EXCERPTED TEXT:
————

Outrage over piracy law may lead to clarification

Michigan has been taking a beating in the high-tech press and in Net chat rooms over an update to the state’s penal code that free speech activists claim is an unreasonable effort to stop Internet piracy.


Critics of Public Act 672, which was signed into law Dec. 30 by former Gov. John Engler, claim legislators were pressured by the Motion Picture Association of America (MPAA) into accepting changes to the state’s telecommunications law that could prohibit people from having firewall protections on their home computers or from using things like Virtual Private Networks (VPNs), a popular way many workers use to connect from home to the computer system back at the office.


“That is not the intent at all,” said state Rep. James Koetje, R-Walker, the sponsor of the update. “These people either haven’t read the bill or have misunderstood it. All the new wording does is prohibit attempts to defraud, or unlawful use of electronic devices.”


Not so, says the Electronic Freedom Foundation (www.eff.org), which claims that the language of the state’s bill is “so broad that it could ban critical security and privacy tools online as well as restrict what machines you can connect to the cable, satellite and Internet lines in your home.”

————

INFORMATION SHOWN:
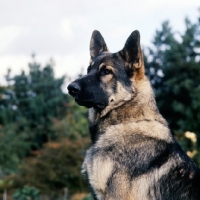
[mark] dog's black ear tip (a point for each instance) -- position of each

————

WHAT YOU NEED TO DO:
• A. Based on the article about Michigan's piracy law, answer yes or no to each statement below, and quote the words from the article that decide it. (i) Public Act 672 was signed into law by former Gov. John Engler. (ii) Rep. James Koetje says the new wording is meant to stop people from having firewalls at home. (iii) The Electronic Freedom Foundation calls the bill's language too narrow.
• B. Continue the article about Michigan's piracy law from its last sentence.

PER-TASK ANSWERS:
• A.
(i) Yes: "which was signed into law Dec. 30 by former Gov. John Engler"
(ii) No: "That is not the intent at all," and "All the new wording does is prohibit attempts to defraud, or unlawful use of electronic devices."
(iii) No: "so broad that it could ban critical security and privacy tools online"

• B.
Koetke acknowledged that movie lobbyists weighed in on the updated Michigan law and offered lots of suggestions. But the law, he said, “is not intended to make criminals out of people who have security or privacy features on their Internet connections.”


The movie industry claims it loses $3 billion annually to piracy and that new privacy and file-swapping technologies make it even easier to steal and illegally distribute movies on the Internet by encoding or scrambling digital communications.


The outrage has been so strong over the new law that Koetje told me he thinks it needs to be brought back to the Legislature to add language that makes plain that what is being banned is theft of copyrighted information.


“This is not as scary or horrific as some people are saying,” Koetje said. “We need to make that clear so everyone will settle down.”
Bill would prohibit disposable phones


State Rep. Chris Kolb, D-Ann Arbor, has a high-tech issue of his own: He wants a ban on disposable cell phones.


Although the electronics industry has yet to make or market a disposable phone, trade publications have hinted that one day soon consumers will be able to buy a wireless phone good for a certain number of calls or minutes in limited areas. After that, they would stop working and could be tossed away.


Kolb has introduced a bill to prohibit disposable phones. He has environmental concerns over the lead and other materials used in the batteries and circuit boards.
High-tech novel close to the real thing


I received a nice note from Dexter author Tom Grace, who has been getting lots of recent praise from critics as a writer of high-tech fiction along the lines of Tom Clancy.


Grace said until he read a column of mine a couple of weeks back about an Ann Arbor company doing DNA sequencing research, he didn’t know how close his current paperback novel “Twisted Web” (Pocket Books, $6.99) really is to fact.


Seems a character in his book works at a fictitious company with a similar name in the state’s Life Sciences Corridor.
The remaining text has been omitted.